(TASK ITEM):
Reproduce the first line of the entries that follow and each later line, word for word, ending with the one containing "I need the bounding box for the upright".

(EXERCISE MATERIALS):
Start of Block
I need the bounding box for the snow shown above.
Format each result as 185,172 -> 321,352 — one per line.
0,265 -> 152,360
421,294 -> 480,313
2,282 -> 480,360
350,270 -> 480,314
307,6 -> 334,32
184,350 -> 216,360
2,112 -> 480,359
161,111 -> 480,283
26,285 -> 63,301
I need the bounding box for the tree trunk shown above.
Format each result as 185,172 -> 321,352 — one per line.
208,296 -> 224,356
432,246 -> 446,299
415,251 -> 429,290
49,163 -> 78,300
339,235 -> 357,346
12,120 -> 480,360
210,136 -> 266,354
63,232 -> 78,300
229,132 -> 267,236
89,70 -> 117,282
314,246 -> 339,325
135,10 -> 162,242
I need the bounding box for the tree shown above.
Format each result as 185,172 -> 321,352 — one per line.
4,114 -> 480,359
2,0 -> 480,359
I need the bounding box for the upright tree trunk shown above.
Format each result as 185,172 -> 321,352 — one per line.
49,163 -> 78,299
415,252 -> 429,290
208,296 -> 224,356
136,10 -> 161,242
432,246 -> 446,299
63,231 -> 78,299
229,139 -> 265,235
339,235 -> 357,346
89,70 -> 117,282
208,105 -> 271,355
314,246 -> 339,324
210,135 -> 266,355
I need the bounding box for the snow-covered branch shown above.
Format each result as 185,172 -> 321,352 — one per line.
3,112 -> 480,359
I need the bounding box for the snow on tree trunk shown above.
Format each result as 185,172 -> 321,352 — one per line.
End of Block
(FINISHED TASK):
I need the bounding box for the snow shown above.
Format each result as 185,172 -> 321,352 — one per line.
0,265 -> 152,360
421,294 -> 480,313
2,282 -> 480,360
350,270 -> 480,314
307,6 -> 334,32
184,350 -> 216,360
2,112 -> 480,359
161,111 -> 480,283
26,285 -> 63,301
I need the bounding box for the tree trunk shown above.
Format each result as 185,172 -> 321,352 — one per line.
208,296 -> 224,356
432,246 -> 446,299
415,251 -> 429,290
49,163 -> 78,300
339,235 -> 357,346
12,120 -> 480,360
210,136 -> 266,354
63,232 -> 78,300
229,132 -> 267,236
89,70 -> 117,282
314,246 -> 339,325
135,10 -> 162,242
I need the bounding box for the tree shown above.
Format each result as 185,172 -> 321,352 — one per line.
4,114 -> 480,359
2,0 -> 480,359
I need the bounding box for the upright tree trunk shown above.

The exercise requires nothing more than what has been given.